--- Start of Data provided ---

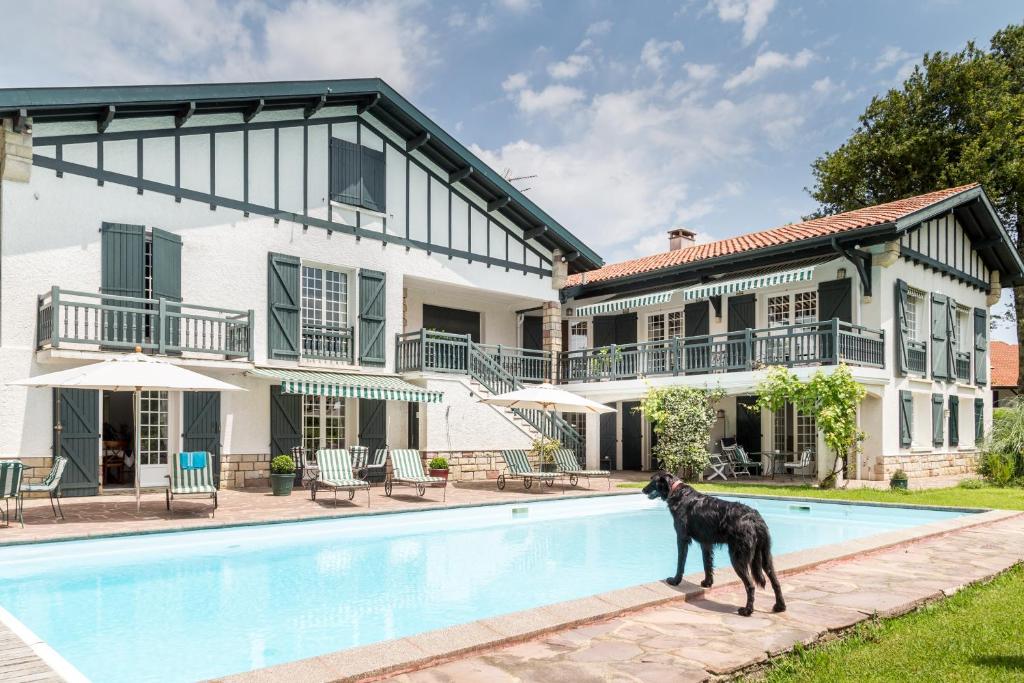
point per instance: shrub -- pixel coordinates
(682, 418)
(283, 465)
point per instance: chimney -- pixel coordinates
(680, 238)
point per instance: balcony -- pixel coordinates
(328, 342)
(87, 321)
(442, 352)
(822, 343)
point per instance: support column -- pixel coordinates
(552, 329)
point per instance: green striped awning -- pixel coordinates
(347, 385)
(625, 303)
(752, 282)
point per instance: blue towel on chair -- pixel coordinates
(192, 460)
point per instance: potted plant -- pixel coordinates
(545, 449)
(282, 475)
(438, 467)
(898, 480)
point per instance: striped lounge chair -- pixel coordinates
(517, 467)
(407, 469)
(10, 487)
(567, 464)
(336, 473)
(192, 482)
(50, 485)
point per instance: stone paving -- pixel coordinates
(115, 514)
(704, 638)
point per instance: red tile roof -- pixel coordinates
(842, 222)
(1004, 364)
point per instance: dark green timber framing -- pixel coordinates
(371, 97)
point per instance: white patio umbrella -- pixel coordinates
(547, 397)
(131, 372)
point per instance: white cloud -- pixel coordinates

--- End of Data provided ---
--- Start of Data provided ---

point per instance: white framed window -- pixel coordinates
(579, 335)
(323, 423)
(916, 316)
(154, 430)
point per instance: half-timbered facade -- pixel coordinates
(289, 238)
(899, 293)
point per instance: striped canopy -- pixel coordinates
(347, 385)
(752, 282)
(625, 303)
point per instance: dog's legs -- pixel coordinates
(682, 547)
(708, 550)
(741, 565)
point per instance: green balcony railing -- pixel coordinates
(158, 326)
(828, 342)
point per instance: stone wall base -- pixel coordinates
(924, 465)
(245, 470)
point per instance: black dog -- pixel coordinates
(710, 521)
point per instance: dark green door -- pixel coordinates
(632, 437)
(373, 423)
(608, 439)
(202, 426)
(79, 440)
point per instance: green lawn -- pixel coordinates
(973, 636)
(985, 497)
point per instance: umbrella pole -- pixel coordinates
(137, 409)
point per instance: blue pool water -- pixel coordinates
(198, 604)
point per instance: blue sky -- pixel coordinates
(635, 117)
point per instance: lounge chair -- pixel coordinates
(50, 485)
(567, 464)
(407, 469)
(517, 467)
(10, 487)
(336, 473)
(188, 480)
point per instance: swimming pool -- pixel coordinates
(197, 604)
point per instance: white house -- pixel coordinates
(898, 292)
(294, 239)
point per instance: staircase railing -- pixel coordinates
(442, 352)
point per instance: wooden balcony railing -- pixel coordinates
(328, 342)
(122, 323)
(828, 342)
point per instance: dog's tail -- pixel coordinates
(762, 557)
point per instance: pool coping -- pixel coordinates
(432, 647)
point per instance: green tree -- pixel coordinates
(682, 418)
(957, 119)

--- End of Data provided ---

> Short task:
Edit the part of the listing that opens with the line containing "point per instance: shrub" and closes with the line containing "point per instance: white cloud" by replacing "potted plant" with "plant in a pot", leaving everything else unchanged. Return only those lines.

> Response to the exercise:
point per instance: shrub -- pixel coordinates
(682, 418)
(283, 465)
point per instance: chimney -- pixel coordinates
(680, 238)
point per instance: balcony -- pixel coordinates
(328, 342)
(87, 321)
(442, 352)
(822, 343)
point per instance: support column -- pixel coordinates
(552, 329)
point per instance: green striped awning -- pixel coordinates
(347, 385)
(625, 303)
(752, 282)
point per instance: blue towel on chair -- pixel coordinates
(192, 460)
point per instance: plant in a pot -- pixel coordinates
(545, 449)
(282, 475)
(438, 467)
(898, 480)
point per instance: striped lounge chair -- pixel coordinates
(517, 467)
(407, 469)
(10, 487)
(567, 464)
(336, 473)
(192, 482)
(50, 485)
point per instance: stone paving -- pixel coordinates
(115, 514)
(704, 638)
point per instance: red tile roof -- pixel coordinates
(842, 222)
(1004, 364)
point per instance: dark green timber framing -- pixel coordinates
(371, 97)
point per instance: white patio umbrella -- pixel coordinates
(547, 397)
(131, 372)
point per instance: white cloud -- pixel coordinates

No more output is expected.